Salted Caramel Pretzel Crunch Bars combine the perfect balance of buttery crust, gooey caramel, and the crunch of salty pretzels, all topped with a rich layer of semi-sweet chocolate. This dessert is not only a feast for the tastebuds but also a visually tempting treat that’s perfect for any occasion.Whether it’s a casual gathering, a festive party, or just a quiet night in, these bars provide a delightful mix of textures and flavors that cater to everyone’s sweet cravings. Easy to make and even easier to enjoy, they are sure to become a favorite in your dessert repertoire.

▶ **Raw data**:
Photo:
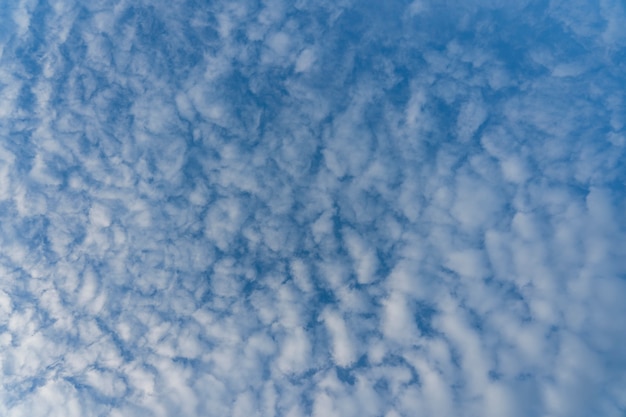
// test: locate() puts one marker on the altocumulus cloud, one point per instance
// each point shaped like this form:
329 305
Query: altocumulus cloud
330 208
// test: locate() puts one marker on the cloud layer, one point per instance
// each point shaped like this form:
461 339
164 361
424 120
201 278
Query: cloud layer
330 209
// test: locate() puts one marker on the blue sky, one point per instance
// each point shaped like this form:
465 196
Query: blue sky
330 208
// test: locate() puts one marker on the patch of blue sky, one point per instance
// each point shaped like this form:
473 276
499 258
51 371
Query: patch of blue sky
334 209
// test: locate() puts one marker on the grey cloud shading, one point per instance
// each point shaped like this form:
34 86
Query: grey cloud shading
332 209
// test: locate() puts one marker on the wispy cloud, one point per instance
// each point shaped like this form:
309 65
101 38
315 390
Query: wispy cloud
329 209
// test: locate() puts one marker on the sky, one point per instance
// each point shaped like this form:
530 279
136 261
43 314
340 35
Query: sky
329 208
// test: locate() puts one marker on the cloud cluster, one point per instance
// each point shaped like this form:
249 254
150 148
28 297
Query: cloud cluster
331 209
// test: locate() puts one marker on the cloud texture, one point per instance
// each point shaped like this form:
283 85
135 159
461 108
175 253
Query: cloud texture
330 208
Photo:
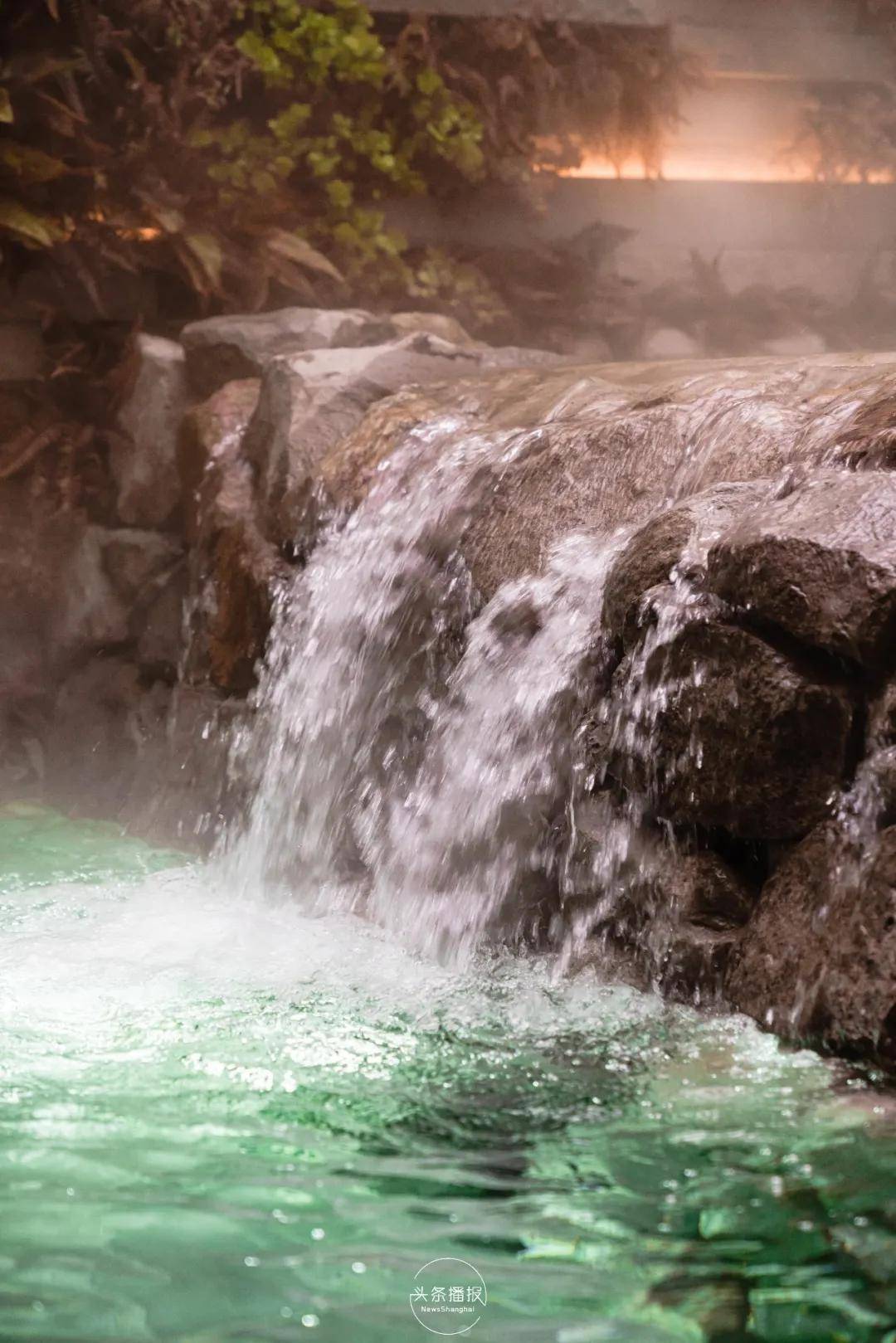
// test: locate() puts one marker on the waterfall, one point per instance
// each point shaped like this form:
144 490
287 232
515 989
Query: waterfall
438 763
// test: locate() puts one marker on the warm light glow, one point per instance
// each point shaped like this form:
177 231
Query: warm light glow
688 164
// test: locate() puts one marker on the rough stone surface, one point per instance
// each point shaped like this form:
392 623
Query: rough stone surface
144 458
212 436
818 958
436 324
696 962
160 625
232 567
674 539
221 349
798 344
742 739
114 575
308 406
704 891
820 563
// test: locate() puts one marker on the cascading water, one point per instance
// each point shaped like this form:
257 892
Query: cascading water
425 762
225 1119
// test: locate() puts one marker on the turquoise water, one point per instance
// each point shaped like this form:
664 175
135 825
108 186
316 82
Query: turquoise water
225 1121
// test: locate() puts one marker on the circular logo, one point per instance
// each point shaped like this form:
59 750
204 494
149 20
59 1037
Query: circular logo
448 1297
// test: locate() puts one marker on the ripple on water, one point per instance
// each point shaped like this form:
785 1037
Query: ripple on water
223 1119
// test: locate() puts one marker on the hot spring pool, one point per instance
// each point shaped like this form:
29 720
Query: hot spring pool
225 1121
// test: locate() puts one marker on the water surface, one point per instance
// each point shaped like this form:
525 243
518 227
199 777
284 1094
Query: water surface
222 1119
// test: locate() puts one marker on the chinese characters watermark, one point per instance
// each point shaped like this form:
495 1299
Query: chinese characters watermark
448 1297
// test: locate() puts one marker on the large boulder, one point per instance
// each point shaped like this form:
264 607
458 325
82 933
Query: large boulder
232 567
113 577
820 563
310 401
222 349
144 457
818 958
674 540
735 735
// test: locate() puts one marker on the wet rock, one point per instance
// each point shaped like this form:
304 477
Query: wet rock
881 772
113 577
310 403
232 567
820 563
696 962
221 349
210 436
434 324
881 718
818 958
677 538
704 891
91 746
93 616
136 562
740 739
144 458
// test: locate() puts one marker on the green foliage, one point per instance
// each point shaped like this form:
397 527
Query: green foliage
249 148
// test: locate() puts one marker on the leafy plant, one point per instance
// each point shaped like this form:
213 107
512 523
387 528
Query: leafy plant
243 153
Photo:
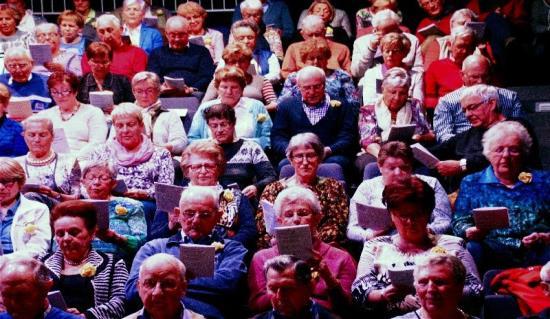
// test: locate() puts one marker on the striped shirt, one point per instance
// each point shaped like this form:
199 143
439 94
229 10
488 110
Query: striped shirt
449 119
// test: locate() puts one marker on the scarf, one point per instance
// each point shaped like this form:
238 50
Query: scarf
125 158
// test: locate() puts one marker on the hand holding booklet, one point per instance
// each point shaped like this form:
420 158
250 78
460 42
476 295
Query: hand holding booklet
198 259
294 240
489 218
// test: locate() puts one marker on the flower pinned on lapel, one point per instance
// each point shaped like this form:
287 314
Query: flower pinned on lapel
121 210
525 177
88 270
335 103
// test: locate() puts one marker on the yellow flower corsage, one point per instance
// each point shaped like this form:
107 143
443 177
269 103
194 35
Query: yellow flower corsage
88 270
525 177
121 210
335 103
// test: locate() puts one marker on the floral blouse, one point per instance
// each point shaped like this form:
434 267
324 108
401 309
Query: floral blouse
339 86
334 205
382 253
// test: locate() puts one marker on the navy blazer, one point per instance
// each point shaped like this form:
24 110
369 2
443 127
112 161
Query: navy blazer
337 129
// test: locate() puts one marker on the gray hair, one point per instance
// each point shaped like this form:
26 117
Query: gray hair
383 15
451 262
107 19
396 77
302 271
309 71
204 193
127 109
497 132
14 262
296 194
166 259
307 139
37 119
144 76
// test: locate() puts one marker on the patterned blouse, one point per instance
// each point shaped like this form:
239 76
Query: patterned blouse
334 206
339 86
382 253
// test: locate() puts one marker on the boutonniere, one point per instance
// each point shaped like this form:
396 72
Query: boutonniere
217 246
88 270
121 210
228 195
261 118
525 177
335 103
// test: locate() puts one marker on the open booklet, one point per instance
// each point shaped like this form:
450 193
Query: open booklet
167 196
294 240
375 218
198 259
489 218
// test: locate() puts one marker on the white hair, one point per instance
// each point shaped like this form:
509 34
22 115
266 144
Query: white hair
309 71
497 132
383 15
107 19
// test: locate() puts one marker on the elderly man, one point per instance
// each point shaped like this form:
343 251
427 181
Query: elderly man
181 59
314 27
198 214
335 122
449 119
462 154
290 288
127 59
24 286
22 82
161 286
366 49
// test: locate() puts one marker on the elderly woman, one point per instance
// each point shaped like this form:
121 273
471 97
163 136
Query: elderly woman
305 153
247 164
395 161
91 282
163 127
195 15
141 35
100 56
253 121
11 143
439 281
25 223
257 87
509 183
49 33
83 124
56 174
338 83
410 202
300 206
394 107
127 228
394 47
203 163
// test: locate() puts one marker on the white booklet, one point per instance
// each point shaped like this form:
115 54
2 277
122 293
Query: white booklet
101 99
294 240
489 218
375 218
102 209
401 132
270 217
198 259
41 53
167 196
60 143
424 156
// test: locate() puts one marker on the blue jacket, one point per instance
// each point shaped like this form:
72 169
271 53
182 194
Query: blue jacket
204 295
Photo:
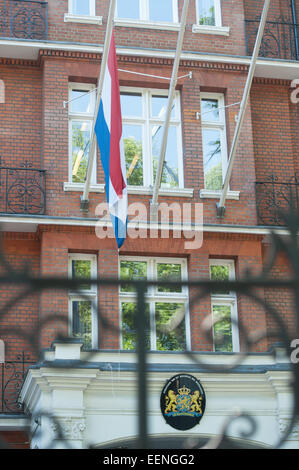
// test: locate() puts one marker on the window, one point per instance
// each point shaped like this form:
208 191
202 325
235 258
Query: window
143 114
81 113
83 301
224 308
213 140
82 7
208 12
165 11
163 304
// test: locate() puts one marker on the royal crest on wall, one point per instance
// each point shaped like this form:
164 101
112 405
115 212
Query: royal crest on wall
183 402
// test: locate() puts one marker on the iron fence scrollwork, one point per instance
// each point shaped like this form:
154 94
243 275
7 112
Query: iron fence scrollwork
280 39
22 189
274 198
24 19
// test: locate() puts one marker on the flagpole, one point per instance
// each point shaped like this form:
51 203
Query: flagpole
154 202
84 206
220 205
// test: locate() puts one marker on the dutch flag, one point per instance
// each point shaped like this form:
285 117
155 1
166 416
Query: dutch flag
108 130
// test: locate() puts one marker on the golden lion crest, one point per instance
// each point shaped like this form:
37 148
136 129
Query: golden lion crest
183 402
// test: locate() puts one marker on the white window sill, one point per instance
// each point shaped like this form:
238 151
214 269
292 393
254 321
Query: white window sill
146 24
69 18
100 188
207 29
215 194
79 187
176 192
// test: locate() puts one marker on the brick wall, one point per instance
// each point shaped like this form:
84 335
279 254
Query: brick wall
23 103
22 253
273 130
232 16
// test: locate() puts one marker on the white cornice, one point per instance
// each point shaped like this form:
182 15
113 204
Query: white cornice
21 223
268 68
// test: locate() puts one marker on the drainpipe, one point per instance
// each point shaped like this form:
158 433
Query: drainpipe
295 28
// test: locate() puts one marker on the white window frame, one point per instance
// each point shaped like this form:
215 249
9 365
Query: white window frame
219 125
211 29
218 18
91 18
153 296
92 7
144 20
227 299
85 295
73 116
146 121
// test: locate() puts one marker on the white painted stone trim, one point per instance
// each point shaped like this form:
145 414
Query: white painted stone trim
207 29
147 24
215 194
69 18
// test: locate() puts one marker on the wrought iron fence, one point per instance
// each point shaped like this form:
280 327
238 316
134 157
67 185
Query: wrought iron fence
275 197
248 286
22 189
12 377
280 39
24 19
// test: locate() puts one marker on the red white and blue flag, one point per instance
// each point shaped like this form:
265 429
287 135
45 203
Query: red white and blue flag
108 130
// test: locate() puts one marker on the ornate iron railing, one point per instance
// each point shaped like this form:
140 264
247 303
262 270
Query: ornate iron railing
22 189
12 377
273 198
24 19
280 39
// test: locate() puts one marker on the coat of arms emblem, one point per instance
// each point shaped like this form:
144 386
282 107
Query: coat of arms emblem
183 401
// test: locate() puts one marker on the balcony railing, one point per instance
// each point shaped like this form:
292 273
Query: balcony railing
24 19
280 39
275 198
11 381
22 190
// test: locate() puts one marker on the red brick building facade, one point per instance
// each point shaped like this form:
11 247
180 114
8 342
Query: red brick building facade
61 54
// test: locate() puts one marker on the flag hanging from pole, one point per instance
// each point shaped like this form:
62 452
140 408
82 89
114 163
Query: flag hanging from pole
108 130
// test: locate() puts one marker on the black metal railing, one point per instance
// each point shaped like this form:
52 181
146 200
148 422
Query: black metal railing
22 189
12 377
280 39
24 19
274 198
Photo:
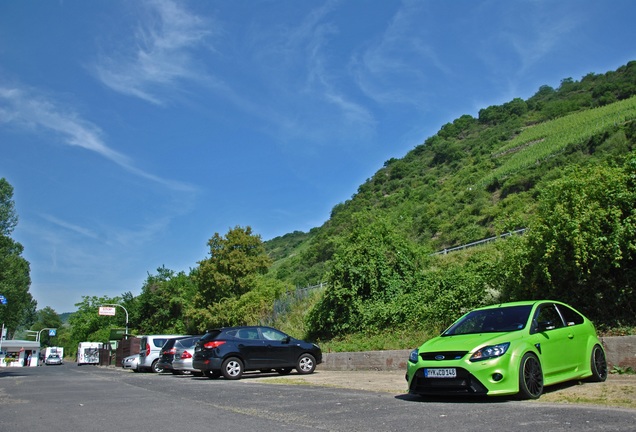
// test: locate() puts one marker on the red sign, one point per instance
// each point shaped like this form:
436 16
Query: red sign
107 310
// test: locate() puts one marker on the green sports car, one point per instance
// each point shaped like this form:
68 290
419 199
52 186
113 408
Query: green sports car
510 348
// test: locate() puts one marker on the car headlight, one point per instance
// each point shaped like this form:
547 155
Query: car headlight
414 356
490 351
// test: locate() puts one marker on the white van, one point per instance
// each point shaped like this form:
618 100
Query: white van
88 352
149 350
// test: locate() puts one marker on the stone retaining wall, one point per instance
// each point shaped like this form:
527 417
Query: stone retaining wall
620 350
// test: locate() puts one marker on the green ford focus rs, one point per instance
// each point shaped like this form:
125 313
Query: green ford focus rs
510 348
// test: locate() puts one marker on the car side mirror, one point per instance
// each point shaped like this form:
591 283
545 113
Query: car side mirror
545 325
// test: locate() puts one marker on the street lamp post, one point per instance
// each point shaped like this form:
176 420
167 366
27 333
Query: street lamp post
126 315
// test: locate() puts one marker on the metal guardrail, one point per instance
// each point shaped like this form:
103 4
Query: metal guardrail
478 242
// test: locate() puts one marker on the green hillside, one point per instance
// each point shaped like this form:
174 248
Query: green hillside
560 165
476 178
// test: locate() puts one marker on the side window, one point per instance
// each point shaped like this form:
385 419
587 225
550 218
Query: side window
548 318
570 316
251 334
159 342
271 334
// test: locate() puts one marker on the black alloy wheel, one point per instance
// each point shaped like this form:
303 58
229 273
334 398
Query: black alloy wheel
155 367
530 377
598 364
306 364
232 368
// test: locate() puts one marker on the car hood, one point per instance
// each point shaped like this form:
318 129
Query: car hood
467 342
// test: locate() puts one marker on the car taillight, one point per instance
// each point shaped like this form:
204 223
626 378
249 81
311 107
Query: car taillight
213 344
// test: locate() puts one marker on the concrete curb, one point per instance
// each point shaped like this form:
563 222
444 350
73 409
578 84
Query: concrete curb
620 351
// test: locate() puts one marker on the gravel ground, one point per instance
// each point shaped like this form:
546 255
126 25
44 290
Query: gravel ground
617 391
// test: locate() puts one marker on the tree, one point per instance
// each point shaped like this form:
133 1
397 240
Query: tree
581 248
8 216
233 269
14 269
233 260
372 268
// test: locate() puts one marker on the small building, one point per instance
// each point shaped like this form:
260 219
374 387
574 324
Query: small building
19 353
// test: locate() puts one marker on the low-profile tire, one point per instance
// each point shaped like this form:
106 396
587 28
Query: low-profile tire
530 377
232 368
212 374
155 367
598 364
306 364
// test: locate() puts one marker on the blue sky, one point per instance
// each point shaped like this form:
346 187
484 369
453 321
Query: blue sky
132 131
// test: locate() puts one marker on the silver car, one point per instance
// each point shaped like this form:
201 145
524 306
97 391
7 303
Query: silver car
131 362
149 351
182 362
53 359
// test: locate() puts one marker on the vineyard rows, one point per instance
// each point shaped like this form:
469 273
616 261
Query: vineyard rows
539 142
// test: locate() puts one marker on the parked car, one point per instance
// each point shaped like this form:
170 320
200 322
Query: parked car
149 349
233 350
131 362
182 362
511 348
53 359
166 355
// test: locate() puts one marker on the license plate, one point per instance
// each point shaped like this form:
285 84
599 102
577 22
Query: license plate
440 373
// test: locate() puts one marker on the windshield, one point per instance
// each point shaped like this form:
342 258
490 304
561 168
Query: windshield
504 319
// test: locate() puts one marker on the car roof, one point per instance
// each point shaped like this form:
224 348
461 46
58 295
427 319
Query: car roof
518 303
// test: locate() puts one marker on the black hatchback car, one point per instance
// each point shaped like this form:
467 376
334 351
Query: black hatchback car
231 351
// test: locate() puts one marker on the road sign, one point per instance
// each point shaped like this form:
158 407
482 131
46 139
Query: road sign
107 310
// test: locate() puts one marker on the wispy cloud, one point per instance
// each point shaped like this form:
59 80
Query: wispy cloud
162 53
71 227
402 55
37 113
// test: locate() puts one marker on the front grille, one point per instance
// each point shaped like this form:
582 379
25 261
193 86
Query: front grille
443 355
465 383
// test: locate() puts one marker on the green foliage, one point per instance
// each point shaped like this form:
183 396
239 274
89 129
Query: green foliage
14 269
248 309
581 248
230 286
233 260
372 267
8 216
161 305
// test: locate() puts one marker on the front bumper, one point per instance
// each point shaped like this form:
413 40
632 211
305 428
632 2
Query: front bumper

▶ **Actions to take**:
1. Which occasions does the dessert description list as suitable for the bars?
2. According to the dessert description, what kind of chocolate tops the bars?
3. Quote the dessert description from "Salted Caramel Pretzel" up to and including "your dessert repertoire.".
These entries have nothing to do with the dessert description.

▶ **Results in order**:
1. A casual gathering, a festive party, and a quiet night in.

2. Semi-sweet chocolate.

3.
Salted Caramel Pretzel Crunch Bars combine the perfect balance of buttery crust, gooey caramel, and the crunch of salty pretzels, all topped with a rich layer of semi-sweet chocolate. This dessert is not only a feast for the tastebuds but also a visually tempting treat that’s perfect for any occasion.Whether it’s a casual gathering, a festive party, or just a quiet night in, these bars provide a delightful mix of textures and flavors that cater to everyone’s sweet cravings. Easy to make and even easier to enjoy, they are sure to become a favorite in your dessert repertoire.